Source extract
In my book The Confessions of a Psychedelic Christian I describe the problem of treating spiritual enlightenment as an aberration, an anomaly, a curiosity, a beautiful dream, an altered state of consciousness. It is almost inevitable that consensus reality is given ontological precedence over any other deviations from it, no matter how compelling. The peer pressure is enormous. Even the day after my mystical Satori experience of absolute certainty and penetrating insight into the unified, nondual nature of reality, I had to consciously fight this tendency of the mind to betray itself in favour of the status quo. The more I remembered it as an extraordinary experience, the easier it was for my mind to file it away under the “non-ordinary” category of experiences and simply revert back to the ordinary world, with the slightest sleight of hand eliding the “ordinary” with the “real” world.
But one of the most shocking and revolutionary aspects of my mystical experience was that it was more real than anything I had ever experienced in my life. It was definitely more real than the “ordinary world”. I could say with absolute confidence, “though the rest of the world be on that side, on this side am I”. Even if it was billions to one, I knew that I was right about the true nature of the world. Tant pis for the other billions.
Over the years and decades since that parting of the veil, it has been difficult to maintain the force of that original conviction, although I still know it to be true. I have had to seek corroberation in the writings of mystics throughout the ages, who have had similar experiences and shared the same conviction that the ordinary way we experience the world is not right. When it comes to nondual experiences, you can’t beat the Mahayana Buddhists and Advaita Vedantists. But the writer who, to my mind, writes most eloquently about this is the seventeenth century Anglican poet and mystic Thomas Thraherne:
“You never enjoy the world aright, till the Sea itself floweth in your veins, till you are clothed with the heavens, and crowned with the stars: and perceive yourself to be the sole heir of the whole world, and more than so, because men are in it who are every one sole heirs as well as you. Till you can sing and rejoice and delight in God, as misers do in gold, and Kings in sceptres, you never enjoy the world.”

Data block
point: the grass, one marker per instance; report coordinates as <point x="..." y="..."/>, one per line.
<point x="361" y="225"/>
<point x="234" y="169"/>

Short problem
Change "absolute confidence" to "complete confidence" in the part of the essay on mystical experience that opens with the words "But one of the" and closes with "the other billions.", then give that part.

The result
But one of the most shocking and revolutionary aspects of my mystical experience was that it was more real than anything I had ever experienced in my life. It was definitely more real than the “ordinary world”. I could say with complete confidence, “though the rest of the world be on that side, on this side am I”. Even if it was billions to one, I knew that I was right about the true nature of the world. Tant pis for the other billions.